Going line by line through the records below, count those containing the word "tree", then give only the count.
** Information given follows **
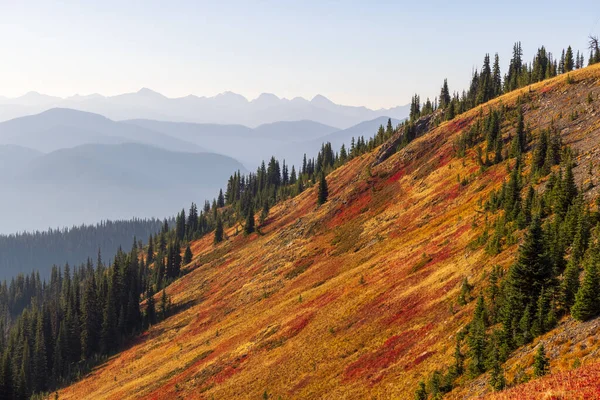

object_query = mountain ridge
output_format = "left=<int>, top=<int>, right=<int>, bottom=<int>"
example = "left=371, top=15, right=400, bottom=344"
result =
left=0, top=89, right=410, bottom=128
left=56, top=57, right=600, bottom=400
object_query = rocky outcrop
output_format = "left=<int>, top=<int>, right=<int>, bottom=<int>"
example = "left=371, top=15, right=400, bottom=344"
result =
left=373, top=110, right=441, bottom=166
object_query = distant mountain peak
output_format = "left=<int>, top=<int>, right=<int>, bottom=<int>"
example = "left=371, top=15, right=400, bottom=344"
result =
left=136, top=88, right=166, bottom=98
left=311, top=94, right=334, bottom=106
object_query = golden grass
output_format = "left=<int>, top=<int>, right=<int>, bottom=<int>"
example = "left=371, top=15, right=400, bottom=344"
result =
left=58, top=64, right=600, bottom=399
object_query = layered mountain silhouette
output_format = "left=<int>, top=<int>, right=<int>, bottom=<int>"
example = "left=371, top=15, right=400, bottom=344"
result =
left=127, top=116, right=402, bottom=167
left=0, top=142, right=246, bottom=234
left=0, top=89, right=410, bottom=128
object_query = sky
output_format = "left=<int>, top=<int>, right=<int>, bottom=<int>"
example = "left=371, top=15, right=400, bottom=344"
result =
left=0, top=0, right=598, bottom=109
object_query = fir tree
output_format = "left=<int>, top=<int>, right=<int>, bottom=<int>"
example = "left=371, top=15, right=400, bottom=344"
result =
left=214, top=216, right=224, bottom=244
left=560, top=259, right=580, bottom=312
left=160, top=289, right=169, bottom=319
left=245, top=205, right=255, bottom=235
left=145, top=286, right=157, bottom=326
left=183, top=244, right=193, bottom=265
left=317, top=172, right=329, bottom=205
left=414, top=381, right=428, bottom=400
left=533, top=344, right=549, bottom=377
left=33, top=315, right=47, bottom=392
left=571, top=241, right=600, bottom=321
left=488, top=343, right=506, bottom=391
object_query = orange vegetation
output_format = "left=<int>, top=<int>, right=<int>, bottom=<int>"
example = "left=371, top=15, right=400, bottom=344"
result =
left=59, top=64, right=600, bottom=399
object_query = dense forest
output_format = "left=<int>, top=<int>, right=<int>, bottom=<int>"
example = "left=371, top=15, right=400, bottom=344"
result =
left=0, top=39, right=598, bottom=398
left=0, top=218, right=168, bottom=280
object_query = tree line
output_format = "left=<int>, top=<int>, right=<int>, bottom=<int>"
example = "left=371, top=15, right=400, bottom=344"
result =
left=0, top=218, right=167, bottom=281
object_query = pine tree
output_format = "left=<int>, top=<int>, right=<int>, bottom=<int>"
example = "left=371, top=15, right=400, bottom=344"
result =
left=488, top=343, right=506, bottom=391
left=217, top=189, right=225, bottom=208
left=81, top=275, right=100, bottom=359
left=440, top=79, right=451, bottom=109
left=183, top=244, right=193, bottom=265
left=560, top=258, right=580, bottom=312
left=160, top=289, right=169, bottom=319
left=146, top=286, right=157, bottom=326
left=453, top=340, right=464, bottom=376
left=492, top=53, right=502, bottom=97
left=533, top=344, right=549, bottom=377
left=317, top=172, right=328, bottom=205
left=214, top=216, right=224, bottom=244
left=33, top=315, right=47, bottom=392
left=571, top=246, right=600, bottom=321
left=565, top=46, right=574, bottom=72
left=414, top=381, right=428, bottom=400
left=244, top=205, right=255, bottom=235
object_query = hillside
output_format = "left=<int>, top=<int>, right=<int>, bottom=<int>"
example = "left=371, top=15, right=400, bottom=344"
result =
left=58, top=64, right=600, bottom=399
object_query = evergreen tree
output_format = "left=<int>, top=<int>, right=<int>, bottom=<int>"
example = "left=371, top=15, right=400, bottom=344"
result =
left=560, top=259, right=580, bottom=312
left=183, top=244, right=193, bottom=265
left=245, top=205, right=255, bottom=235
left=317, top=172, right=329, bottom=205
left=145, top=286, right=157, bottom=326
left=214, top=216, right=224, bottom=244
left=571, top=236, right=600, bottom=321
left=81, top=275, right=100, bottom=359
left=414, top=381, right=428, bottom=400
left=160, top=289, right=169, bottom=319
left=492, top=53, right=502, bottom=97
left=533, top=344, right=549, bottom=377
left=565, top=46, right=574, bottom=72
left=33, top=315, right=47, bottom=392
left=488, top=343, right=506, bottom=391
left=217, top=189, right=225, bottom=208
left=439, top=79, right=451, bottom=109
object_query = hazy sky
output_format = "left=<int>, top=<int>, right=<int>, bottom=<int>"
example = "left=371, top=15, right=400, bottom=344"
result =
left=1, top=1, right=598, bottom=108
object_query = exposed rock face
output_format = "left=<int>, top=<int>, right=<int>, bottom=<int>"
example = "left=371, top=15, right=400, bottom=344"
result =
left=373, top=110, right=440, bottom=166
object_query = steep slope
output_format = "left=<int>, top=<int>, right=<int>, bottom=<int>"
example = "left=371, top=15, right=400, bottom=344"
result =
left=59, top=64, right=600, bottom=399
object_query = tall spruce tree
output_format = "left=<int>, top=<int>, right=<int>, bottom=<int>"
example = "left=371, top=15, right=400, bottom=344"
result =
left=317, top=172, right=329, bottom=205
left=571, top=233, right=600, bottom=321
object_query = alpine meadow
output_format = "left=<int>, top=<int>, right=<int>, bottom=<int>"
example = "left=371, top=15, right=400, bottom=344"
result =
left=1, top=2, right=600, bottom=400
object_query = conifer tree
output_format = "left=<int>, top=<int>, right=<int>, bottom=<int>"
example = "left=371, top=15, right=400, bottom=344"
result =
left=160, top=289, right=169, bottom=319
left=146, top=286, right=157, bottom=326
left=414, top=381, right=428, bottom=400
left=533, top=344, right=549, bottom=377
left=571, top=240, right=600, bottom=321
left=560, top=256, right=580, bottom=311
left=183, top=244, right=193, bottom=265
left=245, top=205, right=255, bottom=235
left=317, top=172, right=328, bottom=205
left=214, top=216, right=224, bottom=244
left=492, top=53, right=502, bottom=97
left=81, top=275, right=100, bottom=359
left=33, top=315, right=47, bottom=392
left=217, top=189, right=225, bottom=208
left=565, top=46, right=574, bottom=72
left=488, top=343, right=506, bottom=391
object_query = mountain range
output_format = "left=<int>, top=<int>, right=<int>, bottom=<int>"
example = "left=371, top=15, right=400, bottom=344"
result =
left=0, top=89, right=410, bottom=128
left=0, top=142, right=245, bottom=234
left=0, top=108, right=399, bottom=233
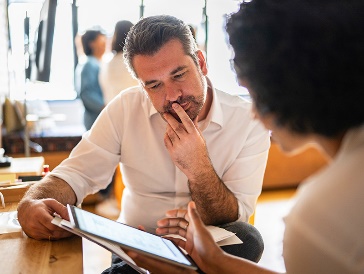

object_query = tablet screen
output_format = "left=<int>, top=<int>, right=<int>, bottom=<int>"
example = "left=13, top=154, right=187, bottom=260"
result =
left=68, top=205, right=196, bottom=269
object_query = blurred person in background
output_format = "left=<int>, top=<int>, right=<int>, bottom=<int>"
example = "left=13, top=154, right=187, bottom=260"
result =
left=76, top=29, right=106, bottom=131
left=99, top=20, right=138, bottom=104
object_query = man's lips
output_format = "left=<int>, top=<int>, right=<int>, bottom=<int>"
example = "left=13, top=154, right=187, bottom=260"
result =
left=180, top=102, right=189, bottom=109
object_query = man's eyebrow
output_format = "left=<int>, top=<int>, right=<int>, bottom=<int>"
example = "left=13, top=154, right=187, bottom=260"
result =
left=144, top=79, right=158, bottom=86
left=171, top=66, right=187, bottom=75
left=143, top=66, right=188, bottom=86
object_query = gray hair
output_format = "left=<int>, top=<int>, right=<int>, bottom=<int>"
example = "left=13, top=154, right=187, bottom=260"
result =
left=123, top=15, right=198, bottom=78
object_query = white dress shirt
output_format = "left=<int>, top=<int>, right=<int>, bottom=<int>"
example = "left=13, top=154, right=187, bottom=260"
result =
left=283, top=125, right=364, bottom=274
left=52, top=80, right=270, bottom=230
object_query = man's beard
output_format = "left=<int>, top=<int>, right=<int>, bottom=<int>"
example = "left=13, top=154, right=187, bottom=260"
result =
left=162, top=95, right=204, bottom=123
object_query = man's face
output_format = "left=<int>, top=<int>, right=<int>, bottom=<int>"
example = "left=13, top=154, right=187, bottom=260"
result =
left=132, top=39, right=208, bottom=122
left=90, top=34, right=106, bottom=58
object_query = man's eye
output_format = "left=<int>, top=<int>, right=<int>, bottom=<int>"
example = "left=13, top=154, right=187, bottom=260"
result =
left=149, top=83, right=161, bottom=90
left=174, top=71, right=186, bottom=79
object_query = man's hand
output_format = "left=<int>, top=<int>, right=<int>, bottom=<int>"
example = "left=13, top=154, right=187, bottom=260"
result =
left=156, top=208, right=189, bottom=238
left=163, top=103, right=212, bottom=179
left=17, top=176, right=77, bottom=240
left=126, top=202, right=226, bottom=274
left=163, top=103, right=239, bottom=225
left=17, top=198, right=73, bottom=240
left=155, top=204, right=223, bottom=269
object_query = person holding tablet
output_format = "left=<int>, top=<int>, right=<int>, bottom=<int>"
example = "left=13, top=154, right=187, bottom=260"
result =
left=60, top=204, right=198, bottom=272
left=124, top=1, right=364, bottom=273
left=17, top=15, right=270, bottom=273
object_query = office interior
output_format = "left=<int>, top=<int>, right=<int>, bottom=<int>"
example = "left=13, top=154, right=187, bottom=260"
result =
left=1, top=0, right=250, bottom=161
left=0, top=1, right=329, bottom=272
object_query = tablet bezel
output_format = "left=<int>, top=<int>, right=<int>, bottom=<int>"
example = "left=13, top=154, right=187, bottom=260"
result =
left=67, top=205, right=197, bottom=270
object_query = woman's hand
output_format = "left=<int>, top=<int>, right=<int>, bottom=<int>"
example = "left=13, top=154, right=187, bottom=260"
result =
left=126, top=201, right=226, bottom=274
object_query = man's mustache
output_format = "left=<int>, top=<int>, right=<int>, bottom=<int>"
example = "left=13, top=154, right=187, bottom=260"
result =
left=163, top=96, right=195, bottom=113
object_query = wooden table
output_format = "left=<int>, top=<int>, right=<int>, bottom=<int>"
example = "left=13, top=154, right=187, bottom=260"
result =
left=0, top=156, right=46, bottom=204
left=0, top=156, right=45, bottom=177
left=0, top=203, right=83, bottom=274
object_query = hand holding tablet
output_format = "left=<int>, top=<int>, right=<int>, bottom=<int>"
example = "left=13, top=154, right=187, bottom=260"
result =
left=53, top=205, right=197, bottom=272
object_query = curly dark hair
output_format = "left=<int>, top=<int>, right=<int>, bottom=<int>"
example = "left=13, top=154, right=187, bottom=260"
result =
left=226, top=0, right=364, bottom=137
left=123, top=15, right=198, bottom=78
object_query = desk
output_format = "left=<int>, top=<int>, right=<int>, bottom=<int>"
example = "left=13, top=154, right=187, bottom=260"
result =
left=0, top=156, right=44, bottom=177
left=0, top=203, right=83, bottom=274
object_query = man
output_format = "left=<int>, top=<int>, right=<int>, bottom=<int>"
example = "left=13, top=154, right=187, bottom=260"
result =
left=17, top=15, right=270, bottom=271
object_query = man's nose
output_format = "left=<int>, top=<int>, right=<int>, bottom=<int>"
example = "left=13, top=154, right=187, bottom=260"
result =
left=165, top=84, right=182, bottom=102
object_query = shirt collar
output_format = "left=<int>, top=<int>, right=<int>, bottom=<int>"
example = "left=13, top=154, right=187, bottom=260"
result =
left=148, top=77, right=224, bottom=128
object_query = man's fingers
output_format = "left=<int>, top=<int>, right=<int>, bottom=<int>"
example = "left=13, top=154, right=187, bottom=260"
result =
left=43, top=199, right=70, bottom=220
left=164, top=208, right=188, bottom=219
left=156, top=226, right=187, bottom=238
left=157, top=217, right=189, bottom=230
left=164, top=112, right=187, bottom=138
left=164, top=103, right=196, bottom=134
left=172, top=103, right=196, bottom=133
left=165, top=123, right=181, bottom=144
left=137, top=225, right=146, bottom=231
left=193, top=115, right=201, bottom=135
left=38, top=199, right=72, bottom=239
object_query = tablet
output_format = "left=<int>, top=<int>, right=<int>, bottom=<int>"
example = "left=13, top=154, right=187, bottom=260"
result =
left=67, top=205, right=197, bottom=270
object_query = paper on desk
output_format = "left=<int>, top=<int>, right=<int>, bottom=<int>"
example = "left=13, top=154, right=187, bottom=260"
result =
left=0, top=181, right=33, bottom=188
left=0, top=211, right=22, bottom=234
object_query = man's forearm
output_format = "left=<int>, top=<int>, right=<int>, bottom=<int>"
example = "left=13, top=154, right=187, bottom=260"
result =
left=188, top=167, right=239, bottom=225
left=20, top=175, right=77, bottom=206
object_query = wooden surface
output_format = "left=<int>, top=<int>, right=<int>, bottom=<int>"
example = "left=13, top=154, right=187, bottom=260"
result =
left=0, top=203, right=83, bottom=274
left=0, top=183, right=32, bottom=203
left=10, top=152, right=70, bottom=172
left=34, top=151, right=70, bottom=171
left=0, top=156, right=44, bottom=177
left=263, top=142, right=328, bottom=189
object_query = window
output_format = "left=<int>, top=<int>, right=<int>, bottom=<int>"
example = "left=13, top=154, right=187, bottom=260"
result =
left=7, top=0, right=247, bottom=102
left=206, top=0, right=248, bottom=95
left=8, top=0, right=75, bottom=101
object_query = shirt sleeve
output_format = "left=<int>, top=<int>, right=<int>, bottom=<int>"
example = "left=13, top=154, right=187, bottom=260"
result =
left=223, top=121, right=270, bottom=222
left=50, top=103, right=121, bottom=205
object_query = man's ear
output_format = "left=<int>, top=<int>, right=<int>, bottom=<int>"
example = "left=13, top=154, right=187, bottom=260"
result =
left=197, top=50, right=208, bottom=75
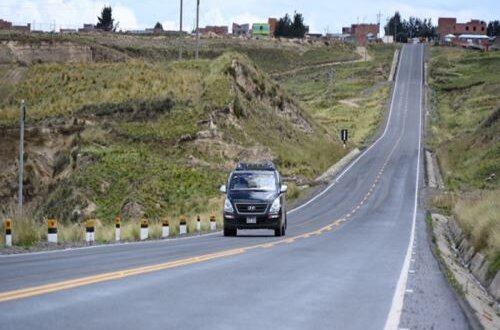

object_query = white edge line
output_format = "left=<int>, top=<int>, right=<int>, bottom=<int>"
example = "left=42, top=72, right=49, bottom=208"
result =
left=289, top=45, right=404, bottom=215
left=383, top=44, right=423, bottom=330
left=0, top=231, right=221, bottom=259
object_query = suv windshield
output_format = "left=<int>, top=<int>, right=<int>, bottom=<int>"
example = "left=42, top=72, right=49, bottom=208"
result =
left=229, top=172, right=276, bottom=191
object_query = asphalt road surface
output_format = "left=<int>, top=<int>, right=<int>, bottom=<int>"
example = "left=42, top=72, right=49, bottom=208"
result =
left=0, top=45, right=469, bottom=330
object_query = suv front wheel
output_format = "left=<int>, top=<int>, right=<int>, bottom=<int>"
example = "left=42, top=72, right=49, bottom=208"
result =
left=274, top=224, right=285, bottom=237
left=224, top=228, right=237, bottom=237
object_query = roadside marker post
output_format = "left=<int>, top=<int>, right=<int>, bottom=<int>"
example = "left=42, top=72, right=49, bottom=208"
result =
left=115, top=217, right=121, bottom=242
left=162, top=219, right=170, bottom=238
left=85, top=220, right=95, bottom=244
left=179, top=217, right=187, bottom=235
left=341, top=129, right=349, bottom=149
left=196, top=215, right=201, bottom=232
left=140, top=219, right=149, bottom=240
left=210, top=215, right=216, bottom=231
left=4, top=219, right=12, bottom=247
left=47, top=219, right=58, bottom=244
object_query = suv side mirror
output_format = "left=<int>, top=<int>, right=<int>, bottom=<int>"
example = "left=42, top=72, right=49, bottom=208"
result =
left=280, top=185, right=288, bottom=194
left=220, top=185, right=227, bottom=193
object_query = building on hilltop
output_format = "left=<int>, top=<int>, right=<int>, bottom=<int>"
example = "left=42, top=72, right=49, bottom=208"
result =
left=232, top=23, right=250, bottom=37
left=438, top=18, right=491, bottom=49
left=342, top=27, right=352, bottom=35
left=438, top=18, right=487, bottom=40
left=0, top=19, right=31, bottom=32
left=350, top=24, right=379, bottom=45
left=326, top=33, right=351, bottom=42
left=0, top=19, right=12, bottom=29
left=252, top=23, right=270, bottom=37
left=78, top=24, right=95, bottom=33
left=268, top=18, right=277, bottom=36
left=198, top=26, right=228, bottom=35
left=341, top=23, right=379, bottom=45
** End of Information given **
## Result for this exercise
6